Records from a point labeling set
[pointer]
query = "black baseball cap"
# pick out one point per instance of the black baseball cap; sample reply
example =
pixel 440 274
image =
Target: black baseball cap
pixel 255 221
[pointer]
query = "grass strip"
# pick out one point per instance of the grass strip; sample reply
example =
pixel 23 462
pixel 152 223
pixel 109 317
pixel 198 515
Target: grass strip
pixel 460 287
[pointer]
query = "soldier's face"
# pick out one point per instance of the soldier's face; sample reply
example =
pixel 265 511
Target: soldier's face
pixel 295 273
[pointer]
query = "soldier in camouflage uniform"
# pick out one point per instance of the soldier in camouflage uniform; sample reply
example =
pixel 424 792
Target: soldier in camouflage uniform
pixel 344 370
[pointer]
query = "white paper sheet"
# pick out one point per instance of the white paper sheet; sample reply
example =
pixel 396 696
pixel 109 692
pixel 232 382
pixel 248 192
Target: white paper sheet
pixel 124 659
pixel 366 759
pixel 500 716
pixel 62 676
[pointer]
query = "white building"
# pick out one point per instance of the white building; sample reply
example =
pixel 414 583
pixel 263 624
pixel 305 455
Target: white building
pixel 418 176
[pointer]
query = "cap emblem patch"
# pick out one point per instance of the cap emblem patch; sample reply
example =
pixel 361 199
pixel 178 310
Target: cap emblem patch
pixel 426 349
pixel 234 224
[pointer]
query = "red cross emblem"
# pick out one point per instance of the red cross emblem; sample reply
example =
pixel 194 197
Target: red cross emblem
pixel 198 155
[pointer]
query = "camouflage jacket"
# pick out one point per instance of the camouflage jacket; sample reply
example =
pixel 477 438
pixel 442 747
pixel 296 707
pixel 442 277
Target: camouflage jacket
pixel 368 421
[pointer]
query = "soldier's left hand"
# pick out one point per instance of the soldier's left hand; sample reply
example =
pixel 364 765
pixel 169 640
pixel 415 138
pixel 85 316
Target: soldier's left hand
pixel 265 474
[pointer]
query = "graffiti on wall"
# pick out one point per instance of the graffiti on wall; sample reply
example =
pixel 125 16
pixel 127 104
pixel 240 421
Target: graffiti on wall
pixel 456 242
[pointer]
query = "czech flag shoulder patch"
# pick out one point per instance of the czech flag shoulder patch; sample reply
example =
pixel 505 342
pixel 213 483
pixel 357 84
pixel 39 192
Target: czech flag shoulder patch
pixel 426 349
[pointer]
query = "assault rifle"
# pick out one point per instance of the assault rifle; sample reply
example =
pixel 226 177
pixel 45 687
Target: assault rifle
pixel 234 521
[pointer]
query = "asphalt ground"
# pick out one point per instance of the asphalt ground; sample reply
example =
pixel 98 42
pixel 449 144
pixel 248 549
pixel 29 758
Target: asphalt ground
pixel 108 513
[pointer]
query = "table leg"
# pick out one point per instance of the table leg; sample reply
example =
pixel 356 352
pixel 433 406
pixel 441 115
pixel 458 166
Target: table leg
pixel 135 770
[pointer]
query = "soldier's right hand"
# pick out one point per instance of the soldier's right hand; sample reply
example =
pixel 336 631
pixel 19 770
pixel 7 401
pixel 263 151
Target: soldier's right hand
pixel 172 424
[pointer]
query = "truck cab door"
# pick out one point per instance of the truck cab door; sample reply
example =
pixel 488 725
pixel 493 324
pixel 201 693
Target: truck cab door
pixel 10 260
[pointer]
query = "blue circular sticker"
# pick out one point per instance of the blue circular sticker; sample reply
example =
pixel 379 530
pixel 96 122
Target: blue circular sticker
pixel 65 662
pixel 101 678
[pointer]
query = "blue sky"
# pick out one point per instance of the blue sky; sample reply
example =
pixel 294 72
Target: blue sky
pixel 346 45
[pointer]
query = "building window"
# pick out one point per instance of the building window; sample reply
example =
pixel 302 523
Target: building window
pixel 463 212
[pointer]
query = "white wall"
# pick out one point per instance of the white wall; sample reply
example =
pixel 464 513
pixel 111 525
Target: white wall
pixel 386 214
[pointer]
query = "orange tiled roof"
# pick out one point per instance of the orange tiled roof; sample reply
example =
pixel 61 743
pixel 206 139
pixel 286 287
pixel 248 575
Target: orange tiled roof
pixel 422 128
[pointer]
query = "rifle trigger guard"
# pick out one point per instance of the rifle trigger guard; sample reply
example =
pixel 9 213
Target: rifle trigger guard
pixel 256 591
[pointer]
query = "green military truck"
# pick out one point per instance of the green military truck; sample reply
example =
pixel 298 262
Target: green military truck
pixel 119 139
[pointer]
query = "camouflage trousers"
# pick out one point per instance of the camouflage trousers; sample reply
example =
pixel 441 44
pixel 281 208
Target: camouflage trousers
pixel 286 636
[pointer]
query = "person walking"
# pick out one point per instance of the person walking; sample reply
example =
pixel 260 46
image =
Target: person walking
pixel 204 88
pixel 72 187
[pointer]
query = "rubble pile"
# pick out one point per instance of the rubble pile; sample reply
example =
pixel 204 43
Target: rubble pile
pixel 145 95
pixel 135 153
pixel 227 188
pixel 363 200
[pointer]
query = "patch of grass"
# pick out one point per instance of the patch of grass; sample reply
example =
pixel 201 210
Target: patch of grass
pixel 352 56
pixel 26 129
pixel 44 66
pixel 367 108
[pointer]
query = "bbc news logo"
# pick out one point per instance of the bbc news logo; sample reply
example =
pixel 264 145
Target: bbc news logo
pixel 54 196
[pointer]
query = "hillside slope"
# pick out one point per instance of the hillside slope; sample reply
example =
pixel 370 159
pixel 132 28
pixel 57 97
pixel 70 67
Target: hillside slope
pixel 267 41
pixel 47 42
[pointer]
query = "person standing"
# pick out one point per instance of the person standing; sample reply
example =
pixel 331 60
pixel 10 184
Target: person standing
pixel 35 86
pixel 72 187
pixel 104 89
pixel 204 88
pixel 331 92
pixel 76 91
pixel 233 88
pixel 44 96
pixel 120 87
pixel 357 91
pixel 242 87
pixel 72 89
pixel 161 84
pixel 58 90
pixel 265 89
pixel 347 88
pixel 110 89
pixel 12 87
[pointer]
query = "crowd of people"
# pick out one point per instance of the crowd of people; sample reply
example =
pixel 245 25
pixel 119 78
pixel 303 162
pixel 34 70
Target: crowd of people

_Written request:_ Collect each line in the records above that contains the word "paper", and copy those lines unchanged.

_Full output:_
query = "white paper sheet"
# pick out one point per instance of the white paper sheet; sample reply
Target: white paper sheet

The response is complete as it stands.